### [WHAT THE EXERCISE ASKS]
Every line from the one holding "Objective — for the flower petal" through the last line of the records must be retyped exactly, and no other line or picture may appear in the copy.

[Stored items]
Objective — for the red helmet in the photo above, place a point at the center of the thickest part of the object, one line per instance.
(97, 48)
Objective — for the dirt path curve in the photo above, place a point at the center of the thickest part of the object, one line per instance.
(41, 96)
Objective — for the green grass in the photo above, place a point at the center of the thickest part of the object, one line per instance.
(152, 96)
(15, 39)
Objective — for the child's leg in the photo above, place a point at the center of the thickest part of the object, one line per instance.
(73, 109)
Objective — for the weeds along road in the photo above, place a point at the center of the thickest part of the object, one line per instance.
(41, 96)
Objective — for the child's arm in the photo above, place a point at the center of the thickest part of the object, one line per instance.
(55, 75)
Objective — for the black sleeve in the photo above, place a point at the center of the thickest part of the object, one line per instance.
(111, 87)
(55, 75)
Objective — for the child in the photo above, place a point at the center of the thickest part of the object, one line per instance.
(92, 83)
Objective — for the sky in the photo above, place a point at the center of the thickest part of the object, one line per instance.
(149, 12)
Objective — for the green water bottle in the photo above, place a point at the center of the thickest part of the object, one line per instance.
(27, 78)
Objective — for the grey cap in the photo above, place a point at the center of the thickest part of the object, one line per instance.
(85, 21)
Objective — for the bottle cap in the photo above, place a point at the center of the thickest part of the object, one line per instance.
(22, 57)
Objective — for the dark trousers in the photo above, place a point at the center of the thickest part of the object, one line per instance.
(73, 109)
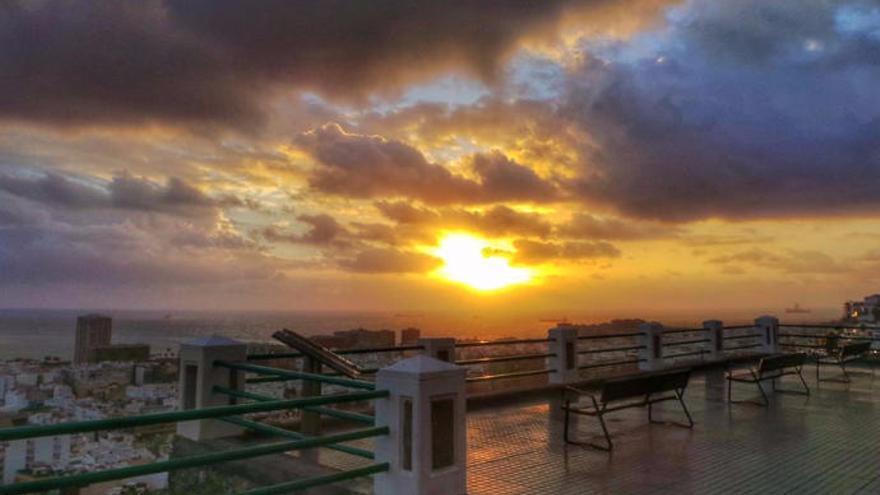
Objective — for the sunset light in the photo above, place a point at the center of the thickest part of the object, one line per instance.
(465, 261)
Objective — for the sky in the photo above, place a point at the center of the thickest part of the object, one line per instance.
(554, 156)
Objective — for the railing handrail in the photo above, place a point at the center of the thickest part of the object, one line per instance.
(34, 431)
(85, 479)
(513, 374)
(610, 335)
(503, 359)
(354, 350)
(296, 375)
(830, 325)
(502, 342)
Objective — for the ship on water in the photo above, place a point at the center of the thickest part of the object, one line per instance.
(797, 309)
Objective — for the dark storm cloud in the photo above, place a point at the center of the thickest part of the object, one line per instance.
(104, 61)
(361, 166)
(497, 220)
(389, 260)
(796, 262)
(125, 192)
(587, 226)
(736, 110)
(529, 251)
(322, 229)
(54, 189)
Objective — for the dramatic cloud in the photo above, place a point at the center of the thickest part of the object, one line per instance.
(390, 261)
(586, 226)
(498, 220)
(98, 62)
(323, 230)
(528, 251)
(790, 261)
(735, 110)
(360, 166)
(123, 192)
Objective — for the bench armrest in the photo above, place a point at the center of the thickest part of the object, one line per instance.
(582, 392)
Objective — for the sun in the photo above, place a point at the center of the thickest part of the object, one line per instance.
(465, 261)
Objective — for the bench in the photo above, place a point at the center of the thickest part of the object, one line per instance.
(841, 356)
(769, 368)
(642, 390)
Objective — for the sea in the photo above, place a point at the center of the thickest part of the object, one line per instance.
(37, 333)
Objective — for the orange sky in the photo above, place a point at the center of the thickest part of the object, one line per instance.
(559, 158)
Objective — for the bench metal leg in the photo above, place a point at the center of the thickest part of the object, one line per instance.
(608, 445)
(567, 438)
(845, 379)
(679, 395)
(803, 382)
(764, 403)
(687, 413)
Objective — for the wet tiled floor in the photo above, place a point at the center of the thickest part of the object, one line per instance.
(828, 442)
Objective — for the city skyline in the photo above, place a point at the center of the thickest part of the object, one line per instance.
(622, 157)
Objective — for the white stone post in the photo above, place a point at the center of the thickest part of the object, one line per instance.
(425, 413)
(768, 327)
(652, 339)
(199, 376)
(439, 348)
(563, 343)
(715, 329)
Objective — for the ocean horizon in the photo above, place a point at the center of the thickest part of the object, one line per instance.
(36, 333)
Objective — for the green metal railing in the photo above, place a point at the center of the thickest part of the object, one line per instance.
(193, 461)
(230, 414)
(326, 411)
(284, 374)
(33, 431)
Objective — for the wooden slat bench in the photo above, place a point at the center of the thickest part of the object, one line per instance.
(642, 390)
(769, 368)
(841, 357)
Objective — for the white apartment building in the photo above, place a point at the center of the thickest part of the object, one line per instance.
(18, 455)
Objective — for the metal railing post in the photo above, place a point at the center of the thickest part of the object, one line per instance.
(199, 376)
(442, 349)
(715, 329)
(426, 448)
(652, 339)
(564, 362)
(768, 327)
(311, 421)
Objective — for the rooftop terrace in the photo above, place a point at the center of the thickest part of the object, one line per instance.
(406, 428)
(825, 443)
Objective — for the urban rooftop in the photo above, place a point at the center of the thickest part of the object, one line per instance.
(767, 407)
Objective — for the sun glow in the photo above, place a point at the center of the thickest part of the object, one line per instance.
(465, 261)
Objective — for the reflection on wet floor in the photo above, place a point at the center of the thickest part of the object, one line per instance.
(825, 443)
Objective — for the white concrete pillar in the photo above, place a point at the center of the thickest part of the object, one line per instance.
(715, 330)
(563, 343)
(425, 412)
(199, 376)
(652, 339)
(439, 348)
(768, 327)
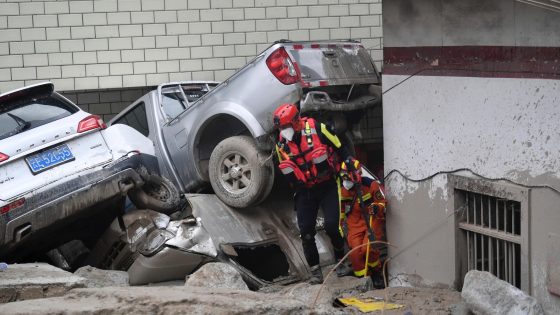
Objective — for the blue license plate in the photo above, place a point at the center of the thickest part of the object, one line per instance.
(50, 158)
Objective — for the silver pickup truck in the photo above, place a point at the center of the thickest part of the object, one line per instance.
(224, 138)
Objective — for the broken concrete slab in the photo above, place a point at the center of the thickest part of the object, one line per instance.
(485, 294)
(160, 300)
(98, 278)
(34, 281)
(217, 275)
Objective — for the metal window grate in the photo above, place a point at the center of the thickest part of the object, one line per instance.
(492, 232)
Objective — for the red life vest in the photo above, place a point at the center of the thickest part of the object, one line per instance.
(309, 163)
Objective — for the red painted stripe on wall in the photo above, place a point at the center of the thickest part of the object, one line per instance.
(474, 61)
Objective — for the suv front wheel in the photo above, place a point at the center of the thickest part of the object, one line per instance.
(240, 174)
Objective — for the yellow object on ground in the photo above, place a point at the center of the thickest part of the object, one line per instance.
(368, 305)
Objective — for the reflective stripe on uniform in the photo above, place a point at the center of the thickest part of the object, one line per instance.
(332, 138)
(362, 273)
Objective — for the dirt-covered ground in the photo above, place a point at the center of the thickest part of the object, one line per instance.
(299, 298)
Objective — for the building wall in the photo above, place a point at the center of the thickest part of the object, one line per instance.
(473, 94)
(106, 44)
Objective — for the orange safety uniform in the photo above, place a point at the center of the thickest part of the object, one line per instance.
(353, 224)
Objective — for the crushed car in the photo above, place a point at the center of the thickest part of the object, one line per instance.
(223, 139)
(62, 170)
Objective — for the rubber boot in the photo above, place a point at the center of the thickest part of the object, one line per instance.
(316, 275)
(342, 269)
(377, 279)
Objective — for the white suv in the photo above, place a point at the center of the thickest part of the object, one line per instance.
(57, 161)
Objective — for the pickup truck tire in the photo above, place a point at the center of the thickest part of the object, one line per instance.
(240, 174)
(158, 193)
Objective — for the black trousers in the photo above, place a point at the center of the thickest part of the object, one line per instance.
(307, 203)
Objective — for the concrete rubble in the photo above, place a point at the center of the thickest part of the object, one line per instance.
(21, 282)
(205, 298)
(99, 278)
(485, 294)
(217, 275)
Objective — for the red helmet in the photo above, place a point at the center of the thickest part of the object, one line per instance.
(351, 170)
(286, 114)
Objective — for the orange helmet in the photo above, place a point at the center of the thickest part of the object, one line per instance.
(286, 114)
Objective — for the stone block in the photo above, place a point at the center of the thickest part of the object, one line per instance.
(165, 17)
(142, 17)
(144, 67)
(86, 83)
(190, 40)
(49, 72)
(130, 30)
(132, 55)
(155, 79)
(486, 294)
(294, 12)
(211, 15)
(32, 34)
(20, 21)
(217, 275)
(129, 5)
(71, 45)
(255, 13)
(96, 44)
(121, 43)
(134, 80)
(57, 7)
(244, 26)
(198, 4)
(37, 280)
(110, 31)
(167, 41)
(82, 32)
(200, 27)
(233, 14)
(159, 54)
(45, 20)
(22, 48)
(109, 56)
(105, 6)
(70, 19)
(32, 8)
(97, 70)
(120, 68)
(29, 73)
(73, 71)
(276, 12)
(59, 58)
(118, 18)
(222, 27)
(31, 60)
(81, 6)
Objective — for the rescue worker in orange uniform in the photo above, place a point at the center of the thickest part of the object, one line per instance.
(308, 154)
(362, 220)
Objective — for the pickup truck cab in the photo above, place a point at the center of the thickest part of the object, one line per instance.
(225, 137)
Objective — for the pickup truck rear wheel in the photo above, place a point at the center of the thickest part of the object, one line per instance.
(158, 193)
(240, 174)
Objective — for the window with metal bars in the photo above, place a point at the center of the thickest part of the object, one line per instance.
(492, 230)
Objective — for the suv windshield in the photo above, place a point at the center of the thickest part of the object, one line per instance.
(20, 116)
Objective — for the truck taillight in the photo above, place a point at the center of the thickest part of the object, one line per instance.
(11, 206)
(91, 122)
(282, 66)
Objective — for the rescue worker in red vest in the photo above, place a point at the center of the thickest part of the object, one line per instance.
(308, 154)
(362, 220)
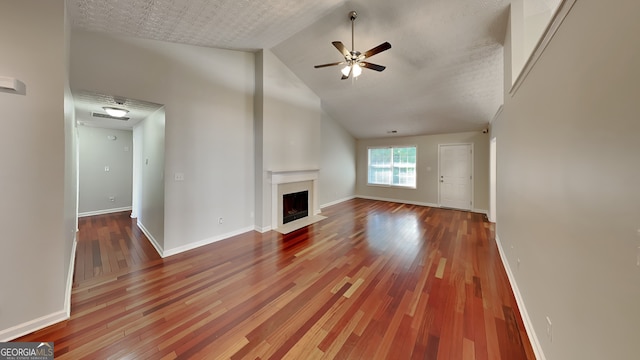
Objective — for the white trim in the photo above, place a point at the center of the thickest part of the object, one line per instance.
(497, 114)
(47, 320)
(262, 230)
(204, 242)
(32, 326)
(558, 17)
(152, 240)
(105, 211)
(481, 211)
(72, 264)
(533, 338)
(337, 201)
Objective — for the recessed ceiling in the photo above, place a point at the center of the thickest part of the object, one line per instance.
(444, 70)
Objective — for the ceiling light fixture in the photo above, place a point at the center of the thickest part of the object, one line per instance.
(115, 112)
(354, 60)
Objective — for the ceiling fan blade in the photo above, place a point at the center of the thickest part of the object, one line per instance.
(378, 49)
(331, 64)
(347, 76)
(340, 46)
(371, 66)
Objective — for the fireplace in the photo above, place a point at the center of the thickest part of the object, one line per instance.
(295, 206)
(286, 182)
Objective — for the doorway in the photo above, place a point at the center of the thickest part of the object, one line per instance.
(455, 176)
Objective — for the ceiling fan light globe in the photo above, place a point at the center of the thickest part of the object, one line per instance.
(357, 70)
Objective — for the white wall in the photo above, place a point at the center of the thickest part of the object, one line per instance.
(208, 98)
(96, 185)
(426, 191)
(38, 228)
(337, 178)
(70, 173)
(290, 125)
(568, 178)
(150, 154)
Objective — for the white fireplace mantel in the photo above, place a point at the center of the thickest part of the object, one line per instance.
(277, 177)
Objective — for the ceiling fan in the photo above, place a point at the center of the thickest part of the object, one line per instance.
(353, 59)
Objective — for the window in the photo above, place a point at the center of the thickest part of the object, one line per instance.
(392, 166)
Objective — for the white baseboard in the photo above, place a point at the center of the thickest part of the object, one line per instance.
(33, 325)
(262, 230)
(152, 240)
(398, 201)
(204, 242)
(105, 211)
(46, 320)
(337, 201)
(481, 211)
(533, 338)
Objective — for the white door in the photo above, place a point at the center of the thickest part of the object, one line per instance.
(456, 164)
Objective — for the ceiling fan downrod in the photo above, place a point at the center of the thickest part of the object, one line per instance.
(353, 16)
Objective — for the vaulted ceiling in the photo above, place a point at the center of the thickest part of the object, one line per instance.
(444, 71)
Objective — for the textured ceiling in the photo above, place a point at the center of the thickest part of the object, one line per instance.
(444, 71)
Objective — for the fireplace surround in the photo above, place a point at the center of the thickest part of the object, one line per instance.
(291, 181)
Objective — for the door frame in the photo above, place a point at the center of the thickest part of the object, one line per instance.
(471, 165)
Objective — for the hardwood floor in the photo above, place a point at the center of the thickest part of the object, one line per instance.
(375, 280)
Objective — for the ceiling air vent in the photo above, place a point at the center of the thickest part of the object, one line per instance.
(106, 116)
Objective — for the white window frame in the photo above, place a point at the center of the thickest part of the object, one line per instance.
(393, 185)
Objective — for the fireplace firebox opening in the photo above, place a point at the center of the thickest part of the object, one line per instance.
(295, 206)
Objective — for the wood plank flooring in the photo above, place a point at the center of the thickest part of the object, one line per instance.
(375, 280)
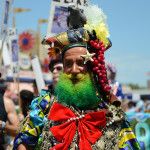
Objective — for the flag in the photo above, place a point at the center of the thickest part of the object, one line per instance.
(18, 10)
(42, 21)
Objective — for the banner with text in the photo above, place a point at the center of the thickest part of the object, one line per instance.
(140, 124)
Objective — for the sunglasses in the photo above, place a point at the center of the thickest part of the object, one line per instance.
(57, 68)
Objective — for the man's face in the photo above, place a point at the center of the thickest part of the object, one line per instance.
(73, 62)
(57, 68)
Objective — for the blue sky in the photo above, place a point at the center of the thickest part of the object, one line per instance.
(129, 27)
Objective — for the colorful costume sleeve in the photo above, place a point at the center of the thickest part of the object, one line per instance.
(128, 140)
(34, 123)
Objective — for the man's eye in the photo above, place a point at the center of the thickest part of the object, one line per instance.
(81, 63)
(67, 64)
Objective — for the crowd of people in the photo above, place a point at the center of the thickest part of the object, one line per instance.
(81, 109)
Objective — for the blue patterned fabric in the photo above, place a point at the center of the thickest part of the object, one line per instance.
(35, 122)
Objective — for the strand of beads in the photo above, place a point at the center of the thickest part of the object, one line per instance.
(99, 64)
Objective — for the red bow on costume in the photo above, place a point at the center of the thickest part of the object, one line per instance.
(88, 127)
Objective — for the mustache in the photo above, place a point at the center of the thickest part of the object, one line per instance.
(79, 76)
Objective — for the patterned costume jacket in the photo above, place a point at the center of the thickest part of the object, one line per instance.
(37, 131)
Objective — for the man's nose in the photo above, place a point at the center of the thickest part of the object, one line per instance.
(75, 69)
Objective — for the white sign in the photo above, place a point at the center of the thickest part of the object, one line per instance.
(38, 73)
(6, 11)
(5, 55)
(58, 15)
(25, 62)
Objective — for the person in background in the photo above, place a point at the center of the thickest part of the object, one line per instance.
(84, 114)
(140, 105)
(9, 121)
(131, 106)
(116, 86)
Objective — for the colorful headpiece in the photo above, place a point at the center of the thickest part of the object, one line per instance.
(94, 36)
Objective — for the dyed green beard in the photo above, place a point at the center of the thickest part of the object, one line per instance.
(80, 94)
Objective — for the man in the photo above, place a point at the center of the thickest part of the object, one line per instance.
(8, 113)
(84, 114)
(116, 86)
(55, 67)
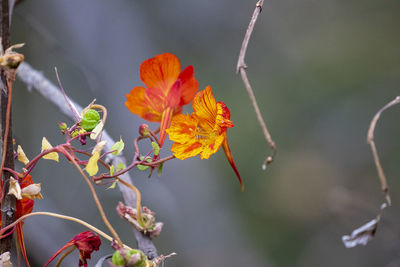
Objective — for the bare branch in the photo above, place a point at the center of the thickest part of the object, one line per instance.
(241, 69)
(370, 140)
(8, 201)
(35, 79)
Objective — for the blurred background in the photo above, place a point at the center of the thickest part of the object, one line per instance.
(320, 71)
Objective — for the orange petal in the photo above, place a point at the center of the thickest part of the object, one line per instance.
(189, 85)
(165, 122)
(21, 242)
(229, 157)
(187, 150)
(174, 95)
(137, 103)
(205, 108)
(222, 121)
(211, 146)
(160, 71)
(183, 129)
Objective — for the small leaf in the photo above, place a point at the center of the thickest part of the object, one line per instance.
(156, 148)
(120, 166)
(160, 168)
(15, 189)
(97, 130)
(112, 186)
(45, 146)
(90, 120)
(118, 146)
(21, 155)
(144, 167)
(91, 167)
(99, 147)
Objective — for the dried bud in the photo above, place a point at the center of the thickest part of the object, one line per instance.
(21, 155)
(63, 126)
(144, 130)
(32, 191)
(148, 225)
(14, 189)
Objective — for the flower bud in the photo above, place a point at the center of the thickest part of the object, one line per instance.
(144, 130)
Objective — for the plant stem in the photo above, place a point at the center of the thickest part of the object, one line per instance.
(96, 199)
(7, 201)
(64, 217)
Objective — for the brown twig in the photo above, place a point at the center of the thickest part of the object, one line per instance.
(8, 201)
(371, 142)
(241, 69)
(96, 199)
(36, 80)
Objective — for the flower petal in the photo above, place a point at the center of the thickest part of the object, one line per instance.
(205, 109)
(222, 121)
(183, 128)
(187, 150)
(137, 103)
(160, 71)
(189, 85)
(211, 146)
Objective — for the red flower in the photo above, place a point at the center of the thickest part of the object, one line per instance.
(204, 131)
(168, 89)
(23, 207)
(86, 242)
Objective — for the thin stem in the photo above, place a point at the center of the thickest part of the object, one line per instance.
(241, 68)
(103, 119)
(96, 199)
(138, 199)
(371, 142)
(69, 251)
(7, 127)
(75, 113)
(60, 216)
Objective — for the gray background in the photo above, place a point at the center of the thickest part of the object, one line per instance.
(320, 70)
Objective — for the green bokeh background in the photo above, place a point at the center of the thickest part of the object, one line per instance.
(320, 71)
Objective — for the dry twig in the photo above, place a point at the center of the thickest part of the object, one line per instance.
(241, 68)
(35, 79)
(371, 142)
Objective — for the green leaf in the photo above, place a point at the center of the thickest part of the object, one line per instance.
(156, 148)
(90, 120)
(120, 166)
(143, 167)
(160, 168)
(97, 130)
(118, 146)
(112, 186)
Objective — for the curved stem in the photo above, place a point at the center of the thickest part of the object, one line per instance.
(60, 216)
(103, 119)
(138, 199)
(69, 251)
(8, 114)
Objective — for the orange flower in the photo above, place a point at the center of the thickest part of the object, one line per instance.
(23, 206)
(167, 90)
(204, 131)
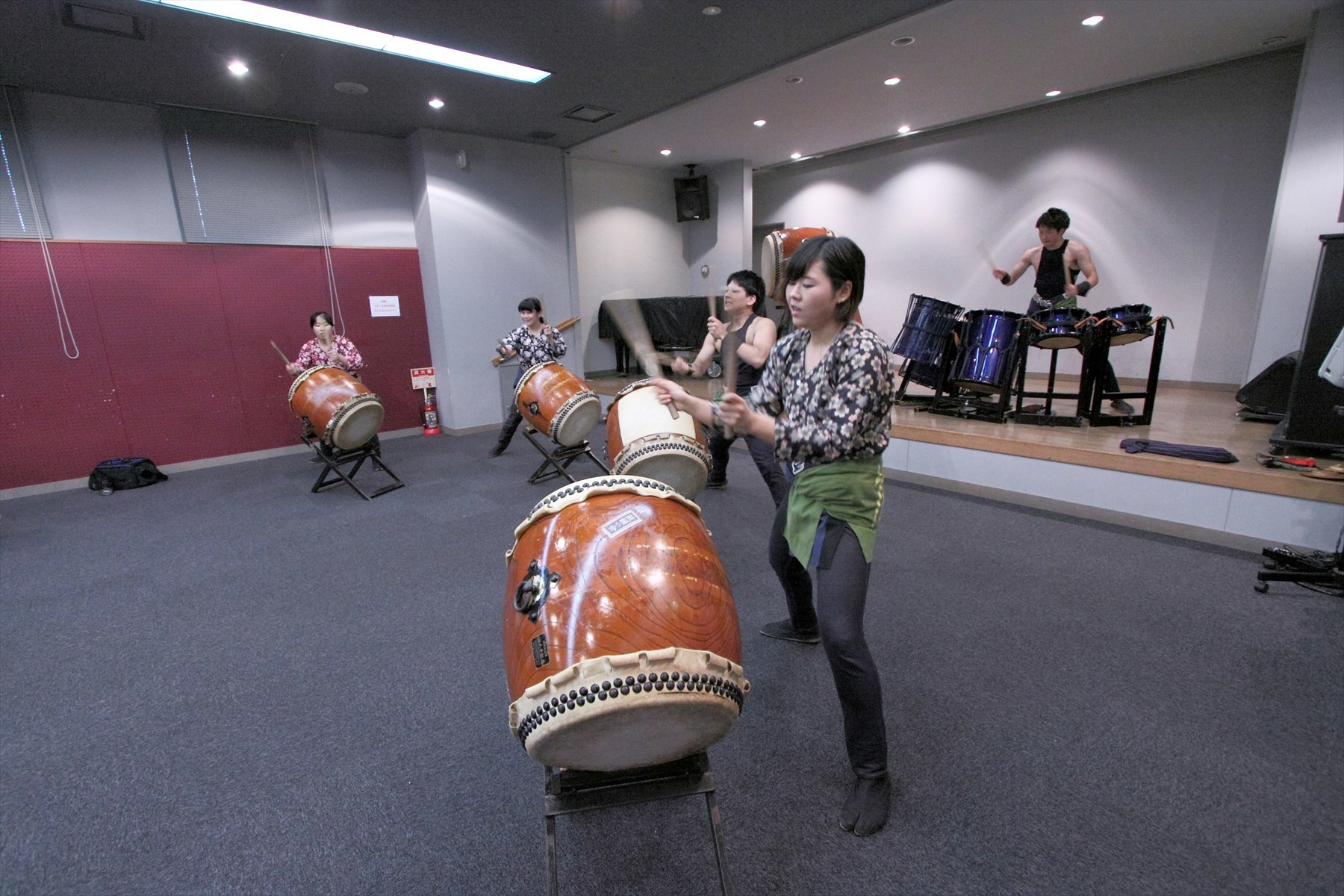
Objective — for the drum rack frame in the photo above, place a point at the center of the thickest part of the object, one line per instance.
(332, 465)
(1097, 355)
(1048, 417)
(948, 399)
(559, 457)
(569, 791)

### [TASK RESULT]
Objective — for the flower petal in the photo above, place a point at the center of the thickest part of the object, one line per instance.
(205, 109)
(222, 121)
(183, 128)
(187, 150)
(137, 103)
(160, 71)
(189, 85)
(211, 146)
Objective — for the red flower in the photo above, place a point at the center of the thickest part of the object, one line per instance.
(204, 131)
(168, 89)
(23, 207)
(86, 242)
Objective — for the thin stem in the photo above, place a point at the center of the thickest part of the object, one line per instance.
(241, 68)
(103, 119)
(96, 199)
(138, 199)
(371, 142)
(69, 251)
(7, 127)
(75, 113)
(60, 216)
Objective — for the gray background in the photo above, place a point at the center of the thickest part of the object, one line per instance.
(320, 70)
Objective — for the green bokeh background in the photo above, place a point at the center of the thickest part of the object, one line per instance.
(320, 71)
Objective — for the dry twig in the photo above, place a point at the center of the thickest part of the object, one line per instance.
(241, 68)
(35, 79)
(371, 142)
Objective — for the green leaf in the photo above, place a point at the center of the thickest part of the object, one line per instance.
(156, 148)
(90, 120)
(120, 166)
(143, 167)
(160, 168)
(97, 130)
(118, 146)
(112, 186)
Objective — for the curved stem in the photo above, place a point at the center of the thickest part of the object, one line per instance.
(60, 216)
(103, 119)
(138, 199)
(69, 251)
(8, 114)
Objective — for the orange flower in the photo above, place a point at the center of the thickest part of the object, one line per instance.
(23, 206)
(167, 90)
(204, 131)
Objective — for the drum rack frame in the photo above, place a point at the center of the thickest part of the object, one line per instance.
(332, 465)
(1097, 355)
(1048, 417)
(948, 399)
(559, 457)
(569, 791)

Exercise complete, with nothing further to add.